Start of SOURCE RECORDS

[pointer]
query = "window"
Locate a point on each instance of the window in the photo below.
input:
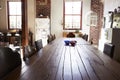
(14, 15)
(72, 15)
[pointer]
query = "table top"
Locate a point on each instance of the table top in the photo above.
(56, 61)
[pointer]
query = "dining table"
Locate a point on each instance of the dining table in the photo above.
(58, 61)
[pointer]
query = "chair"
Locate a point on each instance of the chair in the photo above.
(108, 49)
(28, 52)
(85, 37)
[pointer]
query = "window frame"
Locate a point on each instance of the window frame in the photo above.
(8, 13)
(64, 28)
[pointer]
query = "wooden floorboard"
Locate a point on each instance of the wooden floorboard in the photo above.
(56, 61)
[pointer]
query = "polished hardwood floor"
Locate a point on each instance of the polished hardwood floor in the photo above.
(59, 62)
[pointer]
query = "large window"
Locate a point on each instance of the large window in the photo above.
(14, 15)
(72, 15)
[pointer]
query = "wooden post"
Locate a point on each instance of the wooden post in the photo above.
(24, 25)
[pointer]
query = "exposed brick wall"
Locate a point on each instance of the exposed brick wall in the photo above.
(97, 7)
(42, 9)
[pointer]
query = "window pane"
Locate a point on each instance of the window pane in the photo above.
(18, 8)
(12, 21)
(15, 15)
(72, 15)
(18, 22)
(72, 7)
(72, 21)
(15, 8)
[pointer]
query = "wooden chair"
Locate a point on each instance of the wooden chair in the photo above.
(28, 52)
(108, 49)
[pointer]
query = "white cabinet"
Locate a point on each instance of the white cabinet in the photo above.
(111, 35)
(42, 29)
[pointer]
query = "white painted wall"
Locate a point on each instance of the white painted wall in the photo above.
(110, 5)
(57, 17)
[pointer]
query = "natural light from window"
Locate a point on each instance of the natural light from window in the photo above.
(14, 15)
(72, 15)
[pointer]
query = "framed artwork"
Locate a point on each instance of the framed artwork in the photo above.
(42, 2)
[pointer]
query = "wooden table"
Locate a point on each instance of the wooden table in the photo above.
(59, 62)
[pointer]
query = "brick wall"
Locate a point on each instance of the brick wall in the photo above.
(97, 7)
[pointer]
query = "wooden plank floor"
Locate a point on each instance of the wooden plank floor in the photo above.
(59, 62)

End of SOURCE RECORDS

> **INSTRUCTIONS TO FOLLOW**: The records above should be repeated exactly, with every picture omitted.

> **ANSWER TO THE EXERCISE**:
[pointer]
query = "window"
Locate a point on each instance of the window in the photo below.
input:
(14, 15)
(72, 15)
[pointer]
query = "table top"
Locate a point on each instance of the table top in the photo above.
(56, 61)
[pointer]
query = "dining table"
Locate a point on each instance of the dining table in the photo above.
(58, 61)
[pointer]
query = "chair"
Locate a point on each instance of the chair in the photo above.
(108, 49)
(28, 52)
(85, 37)
[pointer]
query = "window frame"
Locate a point on each instance of the window frame in the photo above.
(8, 13)
(64, 28)
[pointer]
query = "wooden floorboard"
Locate a point on each instance of the wooden floorboard in the photo above.
(56, 61)
[pointer]
query = "polished hardwood floor"
Locate a point on each instance of the polished hardwood floor in the photo above.
(59, 62)
[pointer]
query = "large window"
Locate a point on each instance of the large window in the photo above.
(14, 15)
(72, 15)
[pointer]
query = "wooden post"
Locate a point on each instance of the wooden post in the photo above.
(24, 25)
[pointer]
query = "exposed brick wall"
Locate a point on each instance of the exposed brick wall in the photo above.
(97, 7)
(42, 9)
[pointer]
query = "window pane"
Locate a point on each instance of the window pane in the photo above.
(18, 8)
(12, 21)
(15, 15)
(72, 15)
(18, 22)
(72, 7)
(72, 21)
(15, 8)
[pointer]
query = "wooden chair"
Locate a point on each instance of the wooden chair in the photo above.
(28, 52)
(108, 49)
[pointer]
query = "white cabinet"
Locate a point on each instance of the white cabinet in the photo above.
(111, 35)
(42, 29)
[pointer]
query = "white painted wall"
Locate a point on each instance of the white painted wall in the photo above.
(110, 5)
(57, 17)
[pointer]
query = "natural light from window"
Locate a point on each instance of the natural light from window in the photo above.
(14, 15)
(72, 15)
[pointer]
query = "framed artwork"
Locate a point on each instance of the framed artwork in the photo above.
(42, 2)
[pointer]
query = "wooden table"
Locate a point on each instance of the wooden table in the photo above.
(59, 62)
[pointer]
query = "brick wall"
Locate a point on each instance of the brick wall in the photo above.
(97, 7)
[pointer]
query = "wooden plank floor"
Locate a point on each instance of the wooden plank floor in the photo above.
(59, 62)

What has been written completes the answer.